▶ [Data section]:
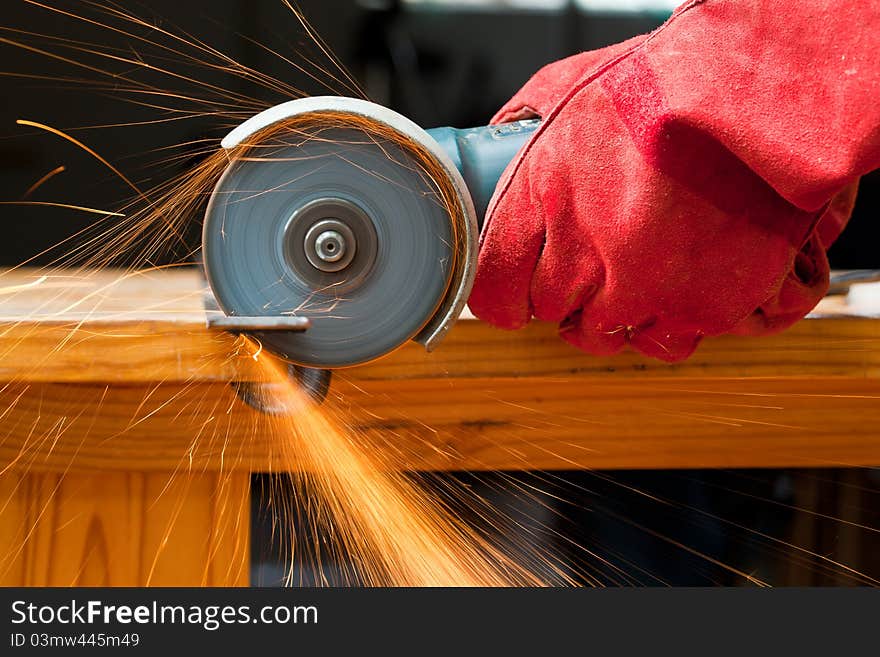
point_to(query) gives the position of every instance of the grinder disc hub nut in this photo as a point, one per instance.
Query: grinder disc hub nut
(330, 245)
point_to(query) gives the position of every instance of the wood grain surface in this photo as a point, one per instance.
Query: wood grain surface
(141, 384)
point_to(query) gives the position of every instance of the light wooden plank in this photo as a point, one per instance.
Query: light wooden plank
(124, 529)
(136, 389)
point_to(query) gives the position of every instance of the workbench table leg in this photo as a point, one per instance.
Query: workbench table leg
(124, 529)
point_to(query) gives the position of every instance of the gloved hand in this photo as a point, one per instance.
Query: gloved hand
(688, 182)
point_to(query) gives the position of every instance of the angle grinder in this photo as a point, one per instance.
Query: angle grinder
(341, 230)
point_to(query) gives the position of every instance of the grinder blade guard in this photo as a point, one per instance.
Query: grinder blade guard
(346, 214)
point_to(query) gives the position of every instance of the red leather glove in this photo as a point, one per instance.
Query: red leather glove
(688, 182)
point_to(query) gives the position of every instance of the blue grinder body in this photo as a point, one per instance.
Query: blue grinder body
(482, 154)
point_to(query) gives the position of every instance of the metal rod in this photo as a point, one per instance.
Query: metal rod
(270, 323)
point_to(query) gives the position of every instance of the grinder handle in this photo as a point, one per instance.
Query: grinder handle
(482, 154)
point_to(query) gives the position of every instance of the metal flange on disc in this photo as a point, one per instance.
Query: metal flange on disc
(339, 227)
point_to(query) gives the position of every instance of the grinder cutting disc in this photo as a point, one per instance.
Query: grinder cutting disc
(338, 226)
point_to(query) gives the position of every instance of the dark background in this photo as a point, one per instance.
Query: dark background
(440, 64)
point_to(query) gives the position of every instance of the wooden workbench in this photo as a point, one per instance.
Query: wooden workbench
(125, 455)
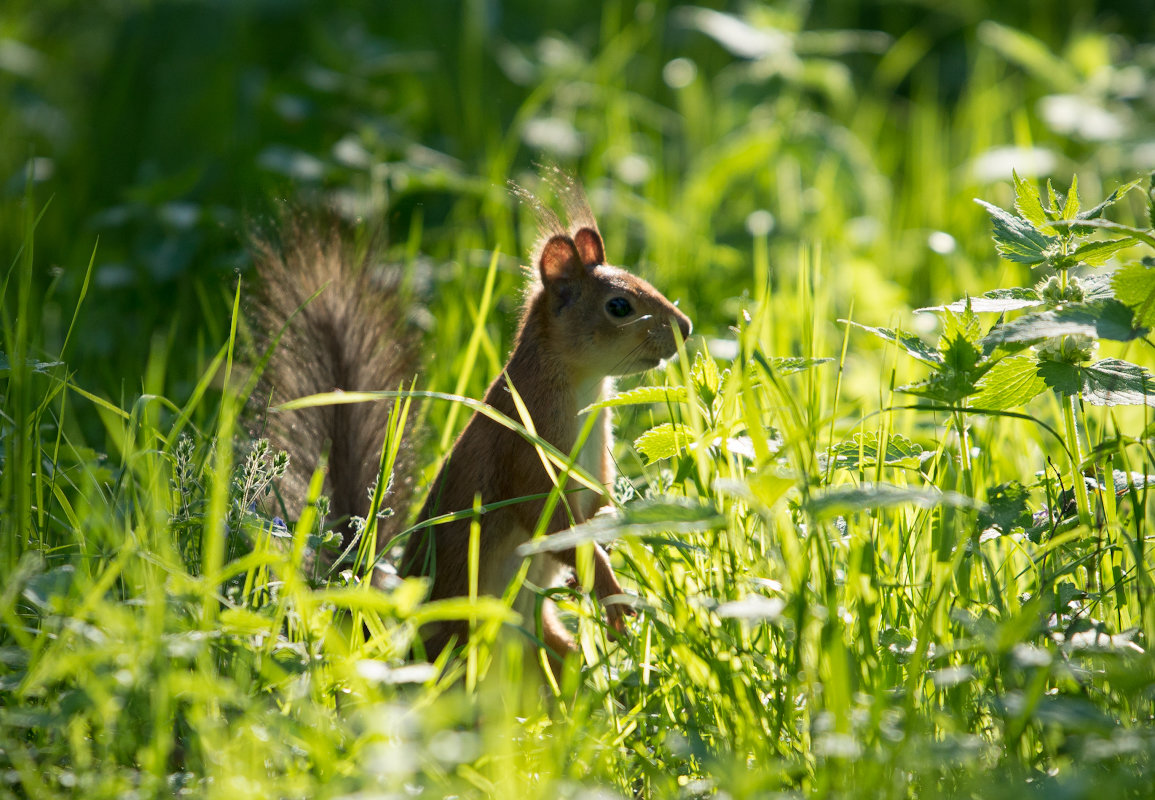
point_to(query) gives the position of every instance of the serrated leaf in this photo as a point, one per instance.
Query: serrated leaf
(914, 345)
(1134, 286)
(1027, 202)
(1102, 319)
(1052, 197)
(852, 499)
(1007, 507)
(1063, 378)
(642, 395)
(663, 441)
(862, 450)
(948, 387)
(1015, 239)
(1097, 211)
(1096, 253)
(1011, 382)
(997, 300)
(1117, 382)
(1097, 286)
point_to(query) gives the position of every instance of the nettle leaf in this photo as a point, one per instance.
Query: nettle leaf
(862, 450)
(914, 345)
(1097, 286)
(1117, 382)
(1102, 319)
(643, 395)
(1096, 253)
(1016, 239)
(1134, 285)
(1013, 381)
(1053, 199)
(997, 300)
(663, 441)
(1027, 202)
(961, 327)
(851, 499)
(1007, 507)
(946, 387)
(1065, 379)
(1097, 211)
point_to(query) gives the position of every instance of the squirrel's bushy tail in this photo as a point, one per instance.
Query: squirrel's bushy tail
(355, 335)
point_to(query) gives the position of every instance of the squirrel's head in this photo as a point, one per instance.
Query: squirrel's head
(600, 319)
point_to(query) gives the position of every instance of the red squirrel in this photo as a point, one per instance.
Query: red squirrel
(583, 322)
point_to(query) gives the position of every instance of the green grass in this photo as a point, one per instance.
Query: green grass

==

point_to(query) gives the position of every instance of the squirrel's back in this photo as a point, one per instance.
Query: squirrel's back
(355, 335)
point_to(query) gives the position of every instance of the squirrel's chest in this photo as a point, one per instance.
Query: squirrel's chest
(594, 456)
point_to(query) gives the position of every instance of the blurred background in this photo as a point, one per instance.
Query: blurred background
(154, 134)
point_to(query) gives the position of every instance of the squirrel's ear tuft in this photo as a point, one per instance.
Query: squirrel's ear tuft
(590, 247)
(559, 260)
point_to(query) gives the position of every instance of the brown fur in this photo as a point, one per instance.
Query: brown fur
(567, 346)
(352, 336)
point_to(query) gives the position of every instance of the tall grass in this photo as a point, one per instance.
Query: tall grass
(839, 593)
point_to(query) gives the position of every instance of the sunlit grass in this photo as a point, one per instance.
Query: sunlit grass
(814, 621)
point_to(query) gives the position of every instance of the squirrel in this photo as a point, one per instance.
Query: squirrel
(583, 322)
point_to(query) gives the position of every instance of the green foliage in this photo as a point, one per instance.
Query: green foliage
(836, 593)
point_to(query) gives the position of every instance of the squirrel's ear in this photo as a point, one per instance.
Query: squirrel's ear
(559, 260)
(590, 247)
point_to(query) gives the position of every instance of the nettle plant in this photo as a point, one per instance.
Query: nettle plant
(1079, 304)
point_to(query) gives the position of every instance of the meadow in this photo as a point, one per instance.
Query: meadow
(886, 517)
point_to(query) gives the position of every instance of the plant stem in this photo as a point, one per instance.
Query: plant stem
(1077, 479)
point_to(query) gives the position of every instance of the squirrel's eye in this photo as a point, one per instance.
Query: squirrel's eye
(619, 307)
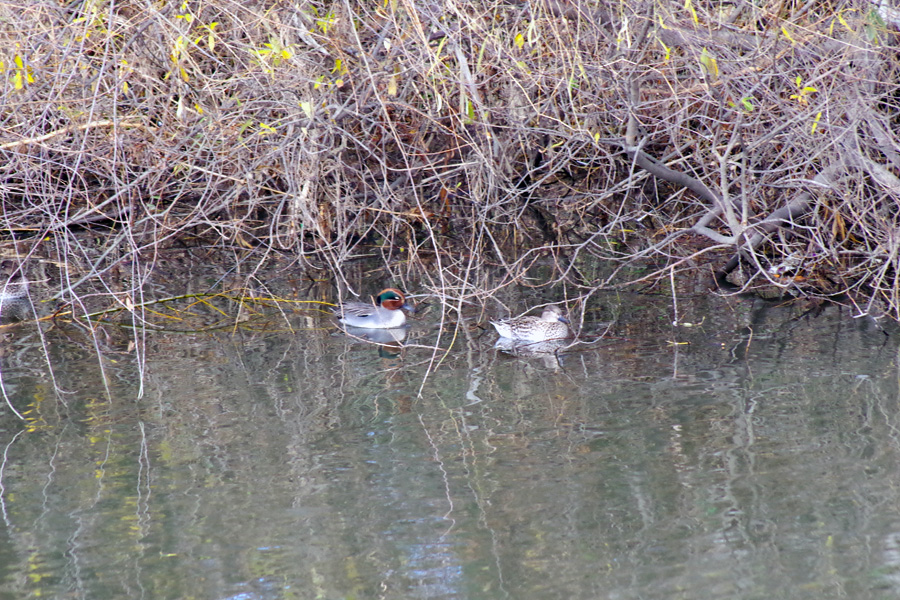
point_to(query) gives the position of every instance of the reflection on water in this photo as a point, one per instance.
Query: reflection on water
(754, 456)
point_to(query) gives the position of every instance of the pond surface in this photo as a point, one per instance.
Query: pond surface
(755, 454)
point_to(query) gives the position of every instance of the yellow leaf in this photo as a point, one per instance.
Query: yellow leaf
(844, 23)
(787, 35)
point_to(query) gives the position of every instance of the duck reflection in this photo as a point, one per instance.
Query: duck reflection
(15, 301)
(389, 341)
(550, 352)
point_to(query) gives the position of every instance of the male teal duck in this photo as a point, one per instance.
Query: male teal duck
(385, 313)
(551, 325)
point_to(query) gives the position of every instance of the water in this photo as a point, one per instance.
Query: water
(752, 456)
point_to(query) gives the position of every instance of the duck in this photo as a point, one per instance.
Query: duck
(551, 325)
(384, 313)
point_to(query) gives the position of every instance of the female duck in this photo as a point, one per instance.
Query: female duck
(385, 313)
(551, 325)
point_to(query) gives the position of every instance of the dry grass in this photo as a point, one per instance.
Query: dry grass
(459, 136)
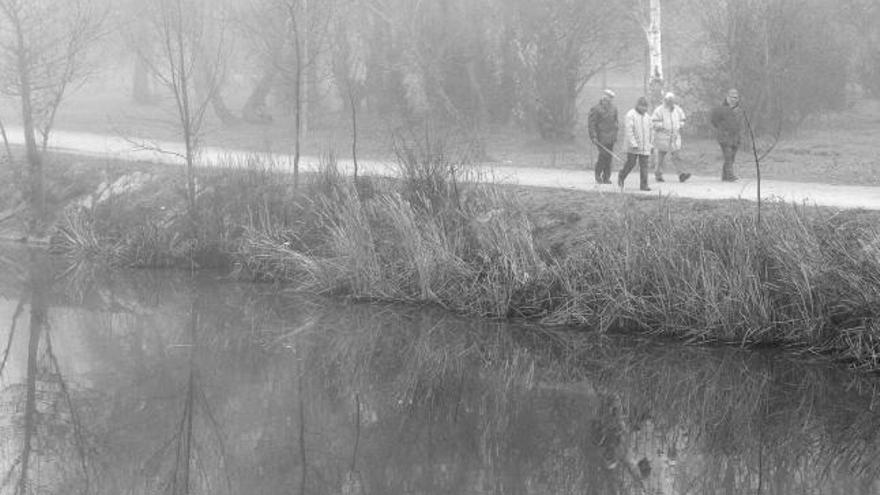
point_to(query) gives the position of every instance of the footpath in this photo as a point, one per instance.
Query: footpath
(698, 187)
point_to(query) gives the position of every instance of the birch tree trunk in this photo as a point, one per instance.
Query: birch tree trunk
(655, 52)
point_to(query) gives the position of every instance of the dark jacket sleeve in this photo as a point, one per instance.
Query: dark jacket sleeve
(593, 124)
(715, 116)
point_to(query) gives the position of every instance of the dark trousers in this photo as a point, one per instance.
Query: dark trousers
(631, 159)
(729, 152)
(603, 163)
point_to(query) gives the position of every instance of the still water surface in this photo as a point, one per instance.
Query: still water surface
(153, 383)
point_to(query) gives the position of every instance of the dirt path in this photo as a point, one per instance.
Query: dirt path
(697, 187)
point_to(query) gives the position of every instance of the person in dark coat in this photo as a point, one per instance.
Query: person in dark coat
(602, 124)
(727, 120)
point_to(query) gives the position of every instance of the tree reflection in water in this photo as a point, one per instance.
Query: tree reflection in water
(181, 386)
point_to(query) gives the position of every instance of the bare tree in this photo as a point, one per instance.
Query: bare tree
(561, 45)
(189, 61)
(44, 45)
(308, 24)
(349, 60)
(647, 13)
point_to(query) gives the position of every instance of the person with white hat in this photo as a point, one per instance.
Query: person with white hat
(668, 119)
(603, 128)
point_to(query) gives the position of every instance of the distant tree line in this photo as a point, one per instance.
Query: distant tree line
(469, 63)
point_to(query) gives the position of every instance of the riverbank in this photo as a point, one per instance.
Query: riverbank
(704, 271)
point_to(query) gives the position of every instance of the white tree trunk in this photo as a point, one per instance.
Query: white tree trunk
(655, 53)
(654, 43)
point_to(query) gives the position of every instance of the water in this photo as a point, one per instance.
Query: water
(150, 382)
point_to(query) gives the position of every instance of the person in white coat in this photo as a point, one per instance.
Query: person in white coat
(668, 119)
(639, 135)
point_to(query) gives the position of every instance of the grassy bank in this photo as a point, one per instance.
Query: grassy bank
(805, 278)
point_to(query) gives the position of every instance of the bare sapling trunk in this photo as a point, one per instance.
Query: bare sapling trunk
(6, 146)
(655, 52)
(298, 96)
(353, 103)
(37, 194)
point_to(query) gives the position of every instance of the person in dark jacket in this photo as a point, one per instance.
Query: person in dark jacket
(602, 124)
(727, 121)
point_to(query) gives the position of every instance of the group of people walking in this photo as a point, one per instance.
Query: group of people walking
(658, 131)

---

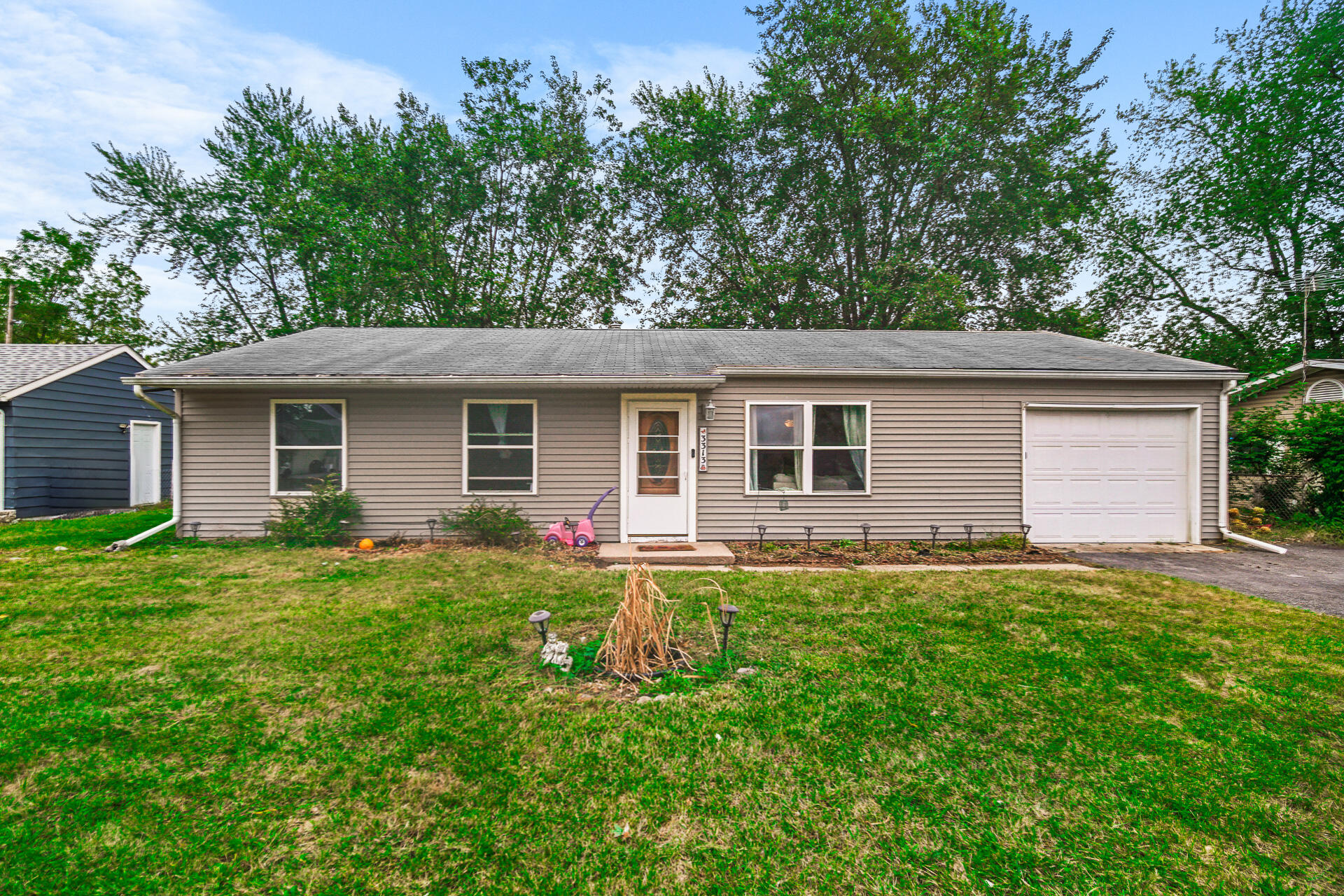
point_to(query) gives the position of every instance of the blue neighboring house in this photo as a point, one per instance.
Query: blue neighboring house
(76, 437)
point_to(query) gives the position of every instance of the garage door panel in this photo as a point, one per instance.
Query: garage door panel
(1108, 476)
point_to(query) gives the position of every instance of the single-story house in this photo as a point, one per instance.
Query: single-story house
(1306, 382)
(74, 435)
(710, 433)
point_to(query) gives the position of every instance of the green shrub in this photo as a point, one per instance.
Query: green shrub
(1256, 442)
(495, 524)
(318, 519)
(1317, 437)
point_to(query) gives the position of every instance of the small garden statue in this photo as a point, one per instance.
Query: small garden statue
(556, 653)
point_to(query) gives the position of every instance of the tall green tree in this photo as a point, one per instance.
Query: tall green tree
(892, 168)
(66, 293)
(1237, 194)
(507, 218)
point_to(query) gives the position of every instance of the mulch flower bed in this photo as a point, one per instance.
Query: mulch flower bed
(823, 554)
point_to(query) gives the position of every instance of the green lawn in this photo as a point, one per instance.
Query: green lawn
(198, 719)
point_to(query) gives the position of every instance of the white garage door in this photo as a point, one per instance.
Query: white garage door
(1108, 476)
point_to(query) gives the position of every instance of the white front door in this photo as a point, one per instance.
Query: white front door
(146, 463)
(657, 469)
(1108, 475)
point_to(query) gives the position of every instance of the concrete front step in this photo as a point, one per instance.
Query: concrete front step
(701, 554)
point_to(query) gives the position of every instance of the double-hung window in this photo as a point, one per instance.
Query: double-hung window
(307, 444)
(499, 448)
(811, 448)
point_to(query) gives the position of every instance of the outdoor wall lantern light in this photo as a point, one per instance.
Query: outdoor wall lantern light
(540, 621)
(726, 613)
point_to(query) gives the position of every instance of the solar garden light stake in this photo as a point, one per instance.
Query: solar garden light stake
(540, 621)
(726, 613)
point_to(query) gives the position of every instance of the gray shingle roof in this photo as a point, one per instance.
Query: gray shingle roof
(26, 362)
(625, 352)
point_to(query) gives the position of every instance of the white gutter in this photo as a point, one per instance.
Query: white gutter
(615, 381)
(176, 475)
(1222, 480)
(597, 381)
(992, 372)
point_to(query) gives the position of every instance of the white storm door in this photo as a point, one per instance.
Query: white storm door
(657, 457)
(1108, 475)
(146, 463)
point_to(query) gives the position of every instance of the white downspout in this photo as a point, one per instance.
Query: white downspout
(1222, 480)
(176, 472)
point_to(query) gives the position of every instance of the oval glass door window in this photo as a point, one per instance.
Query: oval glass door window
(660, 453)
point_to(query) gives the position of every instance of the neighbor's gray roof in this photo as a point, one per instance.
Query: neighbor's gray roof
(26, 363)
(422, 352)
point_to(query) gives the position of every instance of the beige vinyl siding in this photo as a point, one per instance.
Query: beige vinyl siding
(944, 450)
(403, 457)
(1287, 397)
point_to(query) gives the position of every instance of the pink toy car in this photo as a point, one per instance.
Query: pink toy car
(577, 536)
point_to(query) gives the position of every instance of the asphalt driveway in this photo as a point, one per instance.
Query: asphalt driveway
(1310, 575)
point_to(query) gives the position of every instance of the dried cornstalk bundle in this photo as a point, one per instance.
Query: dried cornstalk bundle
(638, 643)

▶ [Task to carry out]: Look above for the line with "the grinder disc" and the line with "of the light". Write out those two lines and all the lines between them, exactly, and no others.

▶ [Solution below]:
point_to(query) gives the position of every instance of the grinder disc hub nut in this photo as a point, one per instance.
Query: grinder disc hub nut
(330, 245)
point_to(query) gives the position of every instance of the wood grain surface in this photo as a point, one per instance.
Query: wood grain surface
(141, 384)
point_to(query) gives the position of every instance of the light wooden plank in this photo as a point, one per instance.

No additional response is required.